→ Source extract
Instead, he chose to accept the role in which most Americans would be comfortable seeing him. He is a candidate. That means he is in a campaign. That means be is subject to the slings and arrows of outrageous political fortune. Though I had hoped to avoid such a fight, Barack has chosen to take it on. By committing himself to the language of a “campaign” rather than the language of a “movement,” Obama made a choice that is emblematic of all the choices he has made since.
We see a similar decision in Barack’s using the term “war” rather than “occupation” when seeking to withdraw our troops from Iraq. If we presume our troops are fighting a war in that country, are we not obliged to try to win it? If, however, we see this as an “occupation,” withdrawing troops would be our natural goal. Yet, even as the army in its official report on the Iraq War defines our current situation as an “occupation,” Barack has chosen to stick with the term “war.” Despite my frustration with this, I see that, again, he has chosen the term that Americans have already accepted. Why?
As a community organizer, Obama has learned that to make change, he must, first, acknowledge the value of the positions people have taken. It is only when people feel accepted that they see they don’t need to defend themselves. That is when they are able to look at a situation from a different perspective.

→ Written problem 1
List the quoted terms that appear in the passage on Obama's word choices, each term named once.

→ Dataset extract
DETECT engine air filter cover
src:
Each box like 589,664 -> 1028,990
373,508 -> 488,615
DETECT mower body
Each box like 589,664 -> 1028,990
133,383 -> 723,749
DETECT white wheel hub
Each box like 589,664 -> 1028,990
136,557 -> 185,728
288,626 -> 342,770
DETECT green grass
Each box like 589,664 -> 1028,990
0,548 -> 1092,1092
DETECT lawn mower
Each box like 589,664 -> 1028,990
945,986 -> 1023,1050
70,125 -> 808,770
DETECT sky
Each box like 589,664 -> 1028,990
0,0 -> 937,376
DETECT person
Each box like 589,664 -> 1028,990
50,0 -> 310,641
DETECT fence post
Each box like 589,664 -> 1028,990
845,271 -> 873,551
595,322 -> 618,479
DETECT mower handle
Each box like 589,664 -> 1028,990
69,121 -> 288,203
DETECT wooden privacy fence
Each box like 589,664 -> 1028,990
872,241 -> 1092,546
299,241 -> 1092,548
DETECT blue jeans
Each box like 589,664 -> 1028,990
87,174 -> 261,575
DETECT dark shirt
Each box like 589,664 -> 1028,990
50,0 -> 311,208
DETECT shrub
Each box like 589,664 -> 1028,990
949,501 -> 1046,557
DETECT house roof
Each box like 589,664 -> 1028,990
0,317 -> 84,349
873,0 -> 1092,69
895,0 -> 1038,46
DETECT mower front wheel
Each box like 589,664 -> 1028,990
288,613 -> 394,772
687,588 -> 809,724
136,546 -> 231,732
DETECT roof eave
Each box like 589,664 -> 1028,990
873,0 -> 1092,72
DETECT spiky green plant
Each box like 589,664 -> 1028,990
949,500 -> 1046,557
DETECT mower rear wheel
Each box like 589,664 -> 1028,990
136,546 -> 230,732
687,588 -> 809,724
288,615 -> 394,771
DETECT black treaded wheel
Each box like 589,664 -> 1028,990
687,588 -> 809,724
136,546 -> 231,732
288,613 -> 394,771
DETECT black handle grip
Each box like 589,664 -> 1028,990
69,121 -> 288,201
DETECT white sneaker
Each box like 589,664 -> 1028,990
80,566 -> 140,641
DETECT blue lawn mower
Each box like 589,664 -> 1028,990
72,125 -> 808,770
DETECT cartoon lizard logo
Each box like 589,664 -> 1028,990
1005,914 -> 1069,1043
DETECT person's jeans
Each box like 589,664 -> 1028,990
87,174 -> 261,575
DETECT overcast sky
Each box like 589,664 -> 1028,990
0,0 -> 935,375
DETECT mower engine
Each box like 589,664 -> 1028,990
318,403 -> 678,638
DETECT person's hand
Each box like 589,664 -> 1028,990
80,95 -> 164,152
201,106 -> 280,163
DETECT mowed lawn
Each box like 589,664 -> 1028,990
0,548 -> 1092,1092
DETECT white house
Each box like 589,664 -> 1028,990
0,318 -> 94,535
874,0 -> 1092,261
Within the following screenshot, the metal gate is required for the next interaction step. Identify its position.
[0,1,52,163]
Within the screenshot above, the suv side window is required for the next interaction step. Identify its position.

→ Written problem 2
Output the rows above as a JSON list of strings, starting with the row that contains "DETECT person's jeans" and continuing through the final row. Include both ends, give one string per line, and omit blank lines.

→ Written reply 1
campaign, movement, war, occupation

→ Written reply 2
[
  "DETECT person's jeans",
  "Each box like 589,664 -> 1028,990",
  "87,174 -> 261,575",
  "DETECT overcast sky",
  "Each box like 589,664 -> 1028,990",
  "0,0 -> 935,375",
  "DETECT mower engine",
  "Each box like 589,664 -> 1028,990",
  "318,403 -> 678,638",
  "DETECT person's hand",
  "Each box like 589,664 -> 1028,990",
  "80,95 -> 164,152",
  "201,106 -> 280,163",
  "DETECT mowed lawn",
  "Each box like 589,664 -> 1028,990",
  "0,548 -> 1092,1092",
  "DETECT white house",
  "Each box like 589,664 -> 1028,990",
  "0,318 -> 94,535",
  "874,0 -> 1092,261",
  "Within the following screenshot, the metal gate is required for the next interaction step. Identify its position.",
  "[0,1,52,163]",
  "Within the screenshot above, the suv side window is required for the next interaction step. Identify its position."
]